PR sugere manutenção do divórcio culposo mas
Guilherme de Oliveira, autor da lei, contesta e nega
que mulheres fiquem mais desprotegidas
O Presidente da República (PR), Cavaco Silva,
colocou ontem um travão à nova lei do divórcio e
pediu à Assembleia da República que reaprecie o
diploma. Para o chefe de Estado, as novas regras
deixam mais desprotegidos os filhos menores e o
cônjuge em situação de maior fragilidade económica
e, além disso, introduzem uma "visão contabilística"
no casamento.
Os fundamentos do veto presidencial indignaram
Guilherme de Oliveira, o especialista em Direito da
Família que ajudou a desenhar o regime proposto pelo
PS, segundo o qual a argumentação aduzida "é de um
ridículo extraordinário".
Aprovada no dia 4 de Julho com os votos favoráveis
do PS, PCP, BE, Verdes e de alguns deputados do PSD,
a nova lei do divórcio já tinha levado alguns
advogados e juízes a manifestarem-se contra, por
causa do alegado risco de aumento da litigância nos
tribunais. Noutra frente, o Fórum da Família chegou
a somar numa petição on-line mais de cinco mil
assinaturas preocupadas com a manutenção do
casamento. Cavaco adoptou alguns desses argumentos
e, no pedido de reapreciação do diploma, sugere
mesmo que "para não agravar a desprotecção da parte
mais fraca, o legislador deveria ponderar em que
medida não seria preferível manter-se, ainda que
como alternativa residual, o regime do divórcio
culposo".

▶ Exercício A
Reescreva os registos desde a linha que contém "Segment the grassy" até à linha que contém "Provide the mask of the grassy field.", trocando "grassy field" por "green meadow" e deixando tudo o resto igual.
Estes registos não têm qualquer relação com a notícia sobre a nova lei do divórcio.

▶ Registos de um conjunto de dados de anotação
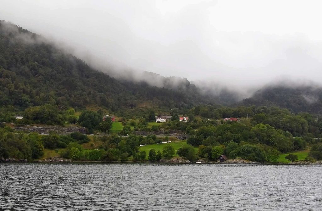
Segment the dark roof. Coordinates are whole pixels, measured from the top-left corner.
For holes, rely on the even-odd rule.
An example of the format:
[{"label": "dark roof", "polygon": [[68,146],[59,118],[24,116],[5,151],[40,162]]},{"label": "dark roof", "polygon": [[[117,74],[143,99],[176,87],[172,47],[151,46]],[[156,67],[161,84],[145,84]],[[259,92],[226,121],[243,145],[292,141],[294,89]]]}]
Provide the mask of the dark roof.
[{"label": "dark roof", "polygon": [[227,120],[230,120],[231,121],[238,121],[238,120],[237,119],[237,118],[229,117],[229,118],[225,118],[224,119],[224,120],[225,121],[227,121]]},{"label": "dark roof", "polygon": [[225,160],[227,160],[228,159],[228,158],[227,158],[227,156],[226,156],[225,155],[222,155],[221,157],[223,157],[223,158],[224,159],[225,159]]}]

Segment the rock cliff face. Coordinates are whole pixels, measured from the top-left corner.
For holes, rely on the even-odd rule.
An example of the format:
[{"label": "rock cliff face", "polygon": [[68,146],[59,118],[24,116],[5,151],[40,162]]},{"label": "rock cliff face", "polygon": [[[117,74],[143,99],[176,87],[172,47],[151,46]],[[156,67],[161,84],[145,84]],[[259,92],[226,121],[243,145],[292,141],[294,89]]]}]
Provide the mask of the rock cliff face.
[{"label": "rock cliff face", "polygon": [[260,164],[260,163],[258,162],[247,160],[241,158],[230,159],[224,161],[223,162],[223,163],[226,164]]}]

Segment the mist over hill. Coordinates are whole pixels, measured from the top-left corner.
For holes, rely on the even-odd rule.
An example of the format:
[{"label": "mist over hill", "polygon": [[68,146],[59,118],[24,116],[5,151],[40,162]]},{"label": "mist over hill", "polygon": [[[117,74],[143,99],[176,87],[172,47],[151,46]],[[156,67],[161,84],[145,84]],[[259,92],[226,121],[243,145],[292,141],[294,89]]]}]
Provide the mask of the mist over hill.
[{"label": "mist over hill", "polygon": [[277,106],[296,113],[322,112],[322,88],[316,84],[280,81],[255,91],[254,87],[237,90],[152,72],[114,72],[119,74],[114,77],[98,71],[56,43],[0,21],[0,106],[23,110],[46,103],[64,108],[95,104],[117,112],[140,107],[191,108],[203,104]]},{"label": "mist over hill", "polygon": [[64,108],[94,104],[116,111],[142,104],[180,108],[224,102],[186,79],[143,76],[141,80],[131,80],[130,75],[116,79],[44,38],[0,22],[0,106],[23,110],[45,103]]},{"label": "mist over hill", "polygon": [[322,112],[322,87],[314,84],[290,86],[284,83],[264,87],[237,104],[278,106],[295,113]]}]

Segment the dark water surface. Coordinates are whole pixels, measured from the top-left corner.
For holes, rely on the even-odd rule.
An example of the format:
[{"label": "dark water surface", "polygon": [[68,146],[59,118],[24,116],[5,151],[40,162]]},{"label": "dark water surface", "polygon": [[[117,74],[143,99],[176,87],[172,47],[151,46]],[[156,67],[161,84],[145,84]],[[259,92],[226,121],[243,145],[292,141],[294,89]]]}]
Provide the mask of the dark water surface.
[{"label": "dark water surface", "polygon": [[320,165],[0,164],[0,210],[322,210],[321,173]]}]

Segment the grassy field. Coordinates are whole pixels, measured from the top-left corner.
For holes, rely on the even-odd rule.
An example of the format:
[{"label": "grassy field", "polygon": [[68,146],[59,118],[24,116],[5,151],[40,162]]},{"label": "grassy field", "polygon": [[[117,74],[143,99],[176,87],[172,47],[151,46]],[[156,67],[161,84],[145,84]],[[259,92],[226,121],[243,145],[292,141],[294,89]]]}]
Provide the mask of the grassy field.
[{"label": "grassy field", "polygon": [[43,156],[37,160],[45,160],[52,158],[59,158],[59,155],[56,152],[57,150],[55,149],[44,149]]},{"label": "grassy field", "polygon": [[149,128],[151,128],[152,127],[152,126],[153,125],[156,125],[156,126],[159,126],[159,125],[161,125],[162,124],[162,123],[159,122],[158,123],[156,122],[148,122],[147,126],[147,127]]},{"label": "grassy field", "polygon": [[[158,150],[160,150],[162,152],[163,147],[166,144],[170,144],[173,147],[173,148],[175,150],[175,153],[176,153],[177,150],[178,150],[178,149],[182,147],[188,145],[185,140],[177,140],[168,143],[155,144],[143,146],[140,147],[140,150],[145,151],[147,155],[148,154],[150,150],[153,149],[155,149],[156,151],[157,152]],[[196,151],[198,150],[198,148],[195,148],[195,149]]]},{"label": "grassy field", "polygon": [[298,160],[304,160],[306,158],[307,156],[308,156],[309,151],[309,150],[307,149],[303,151],[300,151],[296,152],[291,152],[290,153],[288,153],[286,154],[281,155],[279,156],[279,162],[284,163],[290,163],[291,161],[285,158],[285,157],[289,154],[292,154],[297,155]]}]

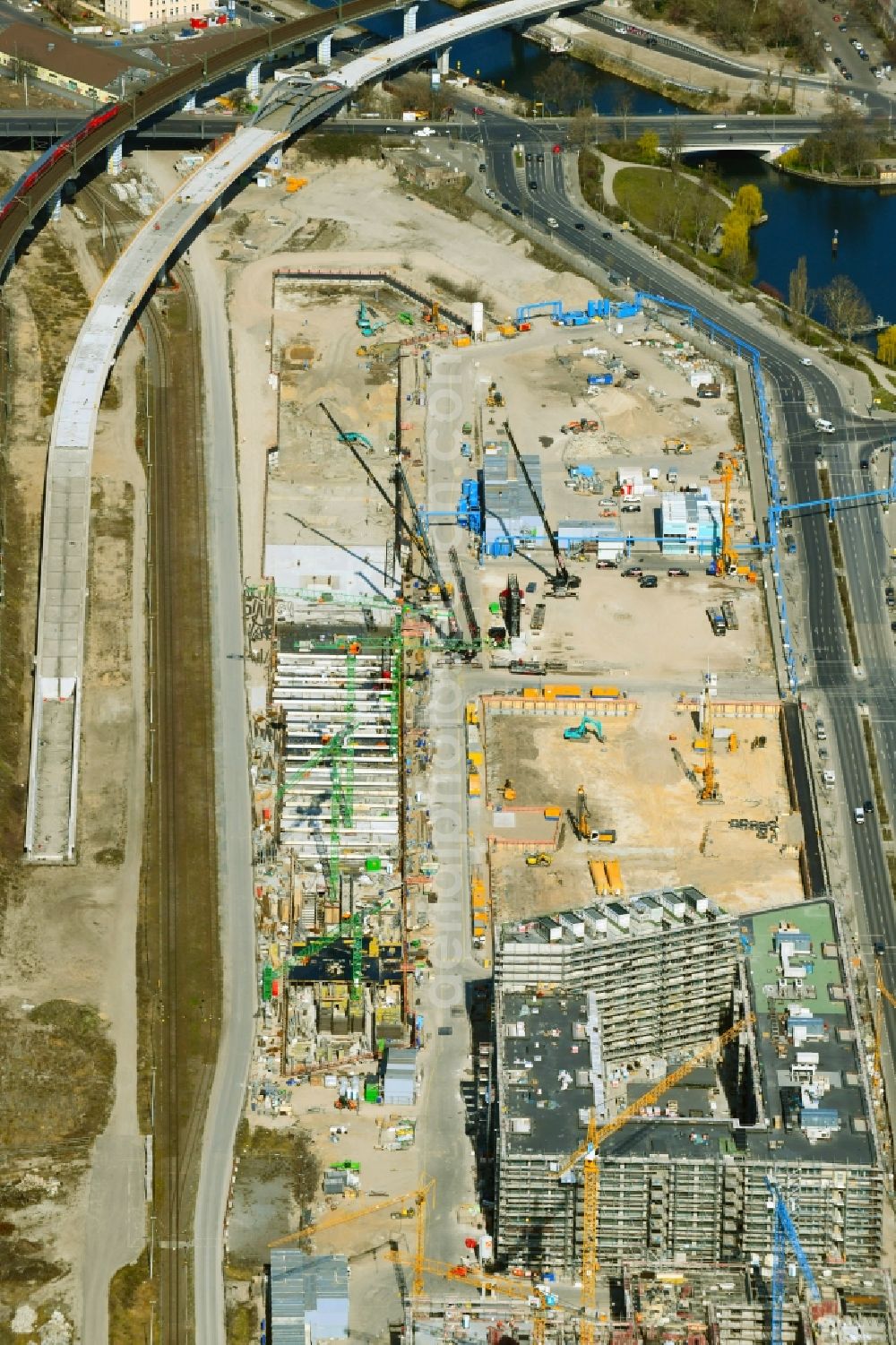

▶ Exercício B
Prossiga a notícia sobre a nova lei do divórcio a partir do ponto em que termina.

▶ Resultado esperado A
Segment the green meadow. Coordinates are whole pixels, measured from the top-left corner.
For holes, rely on the even-odd rule.
An example of the format:
[{"label": "green meadow", "polygon": [[68,146],[59,118],[24,116],[5,151],[40,162]]},{"label": "green meadow", "polygon": [[[117,74],[143,99],[176,87],[172,47],[151,46]],[[156,67],[161,84],[145,84]],[[259,92],[226,121],[243,145],[292,141],[294,89]]]}]
Provide the mask of the green meadow.

▶ Resultado esperado B
Trata-se de uma sugestão incompreensível para
Guilherme de Oliveira que, juntamente com a
socióloga Anália Torres, desenhou o novo regime
jurídico. "Onde é que a culpa protege alguém?! A
culpa desapareceu da lei na Alemanha há 32 anos,
numa orientação que é comum a todos os países
europeus que sabem que o que a culpa faz é arrastar
o divórcio em tribunal e torná-lo ainda mais
doloroso", reagiu ao PÚBLICO, considerando que o PR
se pôs ao lado "dos que querem manter o casamento
como um seguro de vida patrimonial".
O fim do divórcio por violação culposa dos deveres
conjugais é a pedra-de-toque da nova lei que prevê o
divórcio sem o consentimento de um dos cônjuges,
desde que assente em "causas objectivas" como a
separação de facto por um ano consecutivo ou a
alteração das faculdades mentais do outro cônjuge.
Ora, o PR considera "no mínimo singular" que "um
cônjuge que viole sistematicamente os deveres
conjugais possa de forma unilateral e sem mais"
obter o divórcio. "Numa situação de violência
doméstica, em que o marido agride a mulher ao longo
dos anos, é possível aquele obter o divórcio
independentemente da vontade da vítima de maus
tratos", exemplifica Cavaco. O chefe de Estado
admite ainda outro cenário: a possibilidade de o
autor dos maus tratos poder exigir que o ex-cônjuge
lhe pague montantes financeiros, por via dos
chamados créditos de compensação. Para Cavaco, estes
introduzem uma visão contabilística" do casamento,
"em que cada um dos cônjuges é estimulado a manter
uma conta-corrente das suas contribuições".
Cônjuge credor do outro
Para Guilherme de Oliveira, "esse raciocínio está
cem por cento errado". A nova lei diz que, se a
contribuição de um dos cônjuges para os encargos da
vida familiar exceder manifestamente a parte que lhe
pertencia, esse cônjuge torna-se credor do outro.
Mas a mesma lei estabelece que o recurso aos
créditos de compensação só poderá verificar-se
quando haja "manifesta desigualdade de contributo
dos cônjuges para os encargos da vida familiar". Ou
seja, "um marido que ganhe mais e que contribua mais
para o casamento não tem direito a nada, porque a
lei diz que cada um tem obrigação de contribuir em
harmonia com as suas possibilidades", explicita
Oliveira, acrescentando que o mecanismo é aplicável,
isso sim, nos casos "em que uma mulher tenha deixado
de trabalhar para cuidar da família".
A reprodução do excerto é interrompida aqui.